### REQUEST
Condense the paragraph beginning "Plaintiff Lone Oak Fund, LLC" in the tentative ruling below into a shorter version that keeps its main facts.

Judge: Helen Zukin, Case: 20SMCV00106, Date: 2022-07-28 Tentative Ruling



Case Number: 20SMCV00106    Hearing Date: July 28, 2022    Dept: 207

Background

 

Plaintiff Lone Oak Fund, LLC (“Plaintiff”) brings this action against Defendant North American Title Insurance Company (“Defendant”) stemming from an insurance coverage dispute. Plaintiff has alleged causes of action against Defendant for declaratory relief, breach of contract, and breach of the implied covenant of good faith and fair dealing. Defendant brings this motion for summary judgment, or, in the alternative, summary adjudication, arguing Plaintiff was not entitled to coverage under the applicable policy.

 

Request for Judicial Notice

 

Defendant requests the Court take judicial notice of documents recorded with the Los Angeles Country Recorder’s Office and court records from actions filed in California Superior Court. Defendant’s request is unopposed and is GRANTED.

### LISTING
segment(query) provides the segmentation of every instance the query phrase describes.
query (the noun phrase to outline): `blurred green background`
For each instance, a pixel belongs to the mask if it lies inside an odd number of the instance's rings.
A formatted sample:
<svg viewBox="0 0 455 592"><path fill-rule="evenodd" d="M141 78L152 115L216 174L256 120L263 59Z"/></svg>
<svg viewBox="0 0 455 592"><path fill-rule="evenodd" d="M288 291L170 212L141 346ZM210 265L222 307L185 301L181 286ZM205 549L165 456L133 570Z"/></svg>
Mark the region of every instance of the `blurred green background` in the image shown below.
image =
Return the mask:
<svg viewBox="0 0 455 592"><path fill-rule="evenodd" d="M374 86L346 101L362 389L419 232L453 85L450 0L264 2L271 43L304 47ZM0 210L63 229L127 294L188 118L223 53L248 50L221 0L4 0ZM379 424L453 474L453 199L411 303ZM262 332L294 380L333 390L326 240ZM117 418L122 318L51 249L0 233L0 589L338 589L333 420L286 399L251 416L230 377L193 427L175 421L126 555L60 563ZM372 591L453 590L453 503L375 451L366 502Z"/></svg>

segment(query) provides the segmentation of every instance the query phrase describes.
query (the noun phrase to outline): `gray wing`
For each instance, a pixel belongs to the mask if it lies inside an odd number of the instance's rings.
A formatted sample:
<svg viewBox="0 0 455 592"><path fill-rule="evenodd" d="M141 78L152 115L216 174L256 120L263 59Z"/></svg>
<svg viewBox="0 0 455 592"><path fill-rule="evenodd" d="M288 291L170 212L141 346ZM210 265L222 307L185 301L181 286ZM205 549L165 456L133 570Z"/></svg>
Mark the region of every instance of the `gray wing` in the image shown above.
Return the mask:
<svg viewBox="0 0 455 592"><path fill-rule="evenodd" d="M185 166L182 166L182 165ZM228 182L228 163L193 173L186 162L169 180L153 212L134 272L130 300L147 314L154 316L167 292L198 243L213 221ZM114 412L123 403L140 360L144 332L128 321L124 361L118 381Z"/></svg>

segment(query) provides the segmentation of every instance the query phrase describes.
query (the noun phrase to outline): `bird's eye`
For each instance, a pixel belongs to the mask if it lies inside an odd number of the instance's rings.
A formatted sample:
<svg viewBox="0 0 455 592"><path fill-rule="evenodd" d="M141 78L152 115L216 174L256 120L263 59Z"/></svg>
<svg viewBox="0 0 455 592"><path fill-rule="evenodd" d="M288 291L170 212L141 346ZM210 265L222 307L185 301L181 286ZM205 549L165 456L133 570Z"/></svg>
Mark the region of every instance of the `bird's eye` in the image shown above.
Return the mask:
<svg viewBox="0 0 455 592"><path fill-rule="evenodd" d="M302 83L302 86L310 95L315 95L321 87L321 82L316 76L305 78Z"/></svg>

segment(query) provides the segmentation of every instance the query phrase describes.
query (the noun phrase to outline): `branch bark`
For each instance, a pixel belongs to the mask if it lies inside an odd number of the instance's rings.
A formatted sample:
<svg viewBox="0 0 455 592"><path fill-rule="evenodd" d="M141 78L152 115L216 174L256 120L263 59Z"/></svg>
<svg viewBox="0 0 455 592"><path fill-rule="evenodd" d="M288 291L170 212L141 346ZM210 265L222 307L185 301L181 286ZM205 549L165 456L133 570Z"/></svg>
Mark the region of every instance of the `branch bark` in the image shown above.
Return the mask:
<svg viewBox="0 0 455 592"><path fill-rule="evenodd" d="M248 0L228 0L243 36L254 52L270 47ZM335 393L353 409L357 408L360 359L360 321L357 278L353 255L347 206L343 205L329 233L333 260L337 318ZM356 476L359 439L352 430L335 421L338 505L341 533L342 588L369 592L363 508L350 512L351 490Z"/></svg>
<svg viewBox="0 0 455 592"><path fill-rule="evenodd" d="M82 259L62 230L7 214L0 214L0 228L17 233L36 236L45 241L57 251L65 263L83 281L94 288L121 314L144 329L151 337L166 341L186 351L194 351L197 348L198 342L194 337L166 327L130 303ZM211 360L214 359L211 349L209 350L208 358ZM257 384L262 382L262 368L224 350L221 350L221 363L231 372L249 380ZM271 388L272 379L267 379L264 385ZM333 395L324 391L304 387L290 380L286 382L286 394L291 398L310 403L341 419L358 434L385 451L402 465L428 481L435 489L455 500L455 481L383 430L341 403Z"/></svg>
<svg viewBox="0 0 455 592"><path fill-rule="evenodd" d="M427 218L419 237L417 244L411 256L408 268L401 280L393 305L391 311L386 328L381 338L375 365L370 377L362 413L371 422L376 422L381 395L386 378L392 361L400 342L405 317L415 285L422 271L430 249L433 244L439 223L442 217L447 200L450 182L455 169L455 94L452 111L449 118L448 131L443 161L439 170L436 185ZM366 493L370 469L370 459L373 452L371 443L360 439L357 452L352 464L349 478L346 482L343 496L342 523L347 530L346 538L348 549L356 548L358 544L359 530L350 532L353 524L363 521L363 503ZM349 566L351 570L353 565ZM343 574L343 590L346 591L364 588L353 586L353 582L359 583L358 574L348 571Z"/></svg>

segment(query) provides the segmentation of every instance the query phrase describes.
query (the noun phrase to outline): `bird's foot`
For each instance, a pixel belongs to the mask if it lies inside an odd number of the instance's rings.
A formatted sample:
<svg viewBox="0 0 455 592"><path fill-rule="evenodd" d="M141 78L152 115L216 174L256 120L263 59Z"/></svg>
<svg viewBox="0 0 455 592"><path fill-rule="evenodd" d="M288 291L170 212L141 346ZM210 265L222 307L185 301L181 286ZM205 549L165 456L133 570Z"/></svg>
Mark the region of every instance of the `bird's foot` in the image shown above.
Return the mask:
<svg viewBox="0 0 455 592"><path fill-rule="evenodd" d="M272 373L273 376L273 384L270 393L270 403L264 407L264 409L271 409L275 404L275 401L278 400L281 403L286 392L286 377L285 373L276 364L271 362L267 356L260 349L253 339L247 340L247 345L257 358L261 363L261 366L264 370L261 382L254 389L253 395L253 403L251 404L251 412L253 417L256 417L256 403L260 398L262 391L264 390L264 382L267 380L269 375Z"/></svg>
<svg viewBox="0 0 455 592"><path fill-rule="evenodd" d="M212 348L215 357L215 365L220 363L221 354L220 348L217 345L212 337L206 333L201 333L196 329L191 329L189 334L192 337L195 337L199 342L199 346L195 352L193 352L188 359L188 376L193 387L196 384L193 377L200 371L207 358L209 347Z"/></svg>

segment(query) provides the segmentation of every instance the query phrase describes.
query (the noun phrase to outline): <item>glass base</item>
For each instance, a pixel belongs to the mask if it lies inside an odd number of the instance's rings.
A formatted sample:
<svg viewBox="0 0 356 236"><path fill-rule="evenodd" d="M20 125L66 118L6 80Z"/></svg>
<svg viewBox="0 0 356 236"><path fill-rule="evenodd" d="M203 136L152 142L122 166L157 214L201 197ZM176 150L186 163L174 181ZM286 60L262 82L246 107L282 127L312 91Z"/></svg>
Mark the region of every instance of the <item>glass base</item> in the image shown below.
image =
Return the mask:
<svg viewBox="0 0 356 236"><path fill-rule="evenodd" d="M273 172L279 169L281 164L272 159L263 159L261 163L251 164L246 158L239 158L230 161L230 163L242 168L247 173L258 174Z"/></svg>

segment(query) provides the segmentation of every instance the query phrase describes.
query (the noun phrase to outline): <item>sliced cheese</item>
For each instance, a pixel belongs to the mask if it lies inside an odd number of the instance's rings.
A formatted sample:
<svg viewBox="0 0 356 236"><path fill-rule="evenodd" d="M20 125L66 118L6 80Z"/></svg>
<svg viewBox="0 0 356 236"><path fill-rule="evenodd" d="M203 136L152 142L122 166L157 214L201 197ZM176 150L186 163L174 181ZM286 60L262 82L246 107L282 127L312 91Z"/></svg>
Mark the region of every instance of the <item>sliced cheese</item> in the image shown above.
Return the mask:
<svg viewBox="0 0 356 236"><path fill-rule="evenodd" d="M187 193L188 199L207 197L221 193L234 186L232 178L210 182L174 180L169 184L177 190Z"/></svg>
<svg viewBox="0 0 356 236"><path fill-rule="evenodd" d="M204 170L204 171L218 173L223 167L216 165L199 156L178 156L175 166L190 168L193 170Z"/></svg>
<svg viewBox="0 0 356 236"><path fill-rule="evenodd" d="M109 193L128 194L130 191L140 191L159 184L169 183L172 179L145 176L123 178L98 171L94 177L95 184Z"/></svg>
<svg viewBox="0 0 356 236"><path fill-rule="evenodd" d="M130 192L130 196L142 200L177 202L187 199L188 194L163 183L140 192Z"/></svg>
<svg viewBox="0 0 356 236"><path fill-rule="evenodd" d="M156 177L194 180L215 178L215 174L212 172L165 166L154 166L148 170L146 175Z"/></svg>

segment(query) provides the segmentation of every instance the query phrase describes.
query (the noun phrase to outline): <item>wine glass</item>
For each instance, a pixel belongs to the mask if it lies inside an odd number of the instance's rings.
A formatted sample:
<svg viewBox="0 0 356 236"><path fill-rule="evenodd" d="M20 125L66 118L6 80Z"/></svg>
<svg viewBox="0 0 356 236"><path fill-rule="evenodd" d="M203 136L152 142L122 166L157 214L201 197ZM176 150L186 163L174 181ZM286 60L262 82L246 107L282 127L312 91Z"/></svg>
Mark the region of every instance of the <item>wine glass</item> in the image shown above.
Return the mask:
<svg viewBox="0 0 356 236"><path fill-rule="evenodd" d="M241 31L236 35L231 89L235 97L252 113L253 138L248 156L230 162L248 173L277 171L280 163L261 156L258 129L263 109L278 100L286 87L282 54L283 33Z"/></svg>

### EXERCISE RESPONSE
Lone Oak Fund, LLC is suing North American Title Insurance Company over an insurance coverage dispute. It claims declaratory relief, breach of contract, and breach of the implied covenant of good faith and fair dealing. The defendant moves for summary judgment or, alternatively, summary adjudication, arguing that the plaintiff had no coverage under the applicable policy.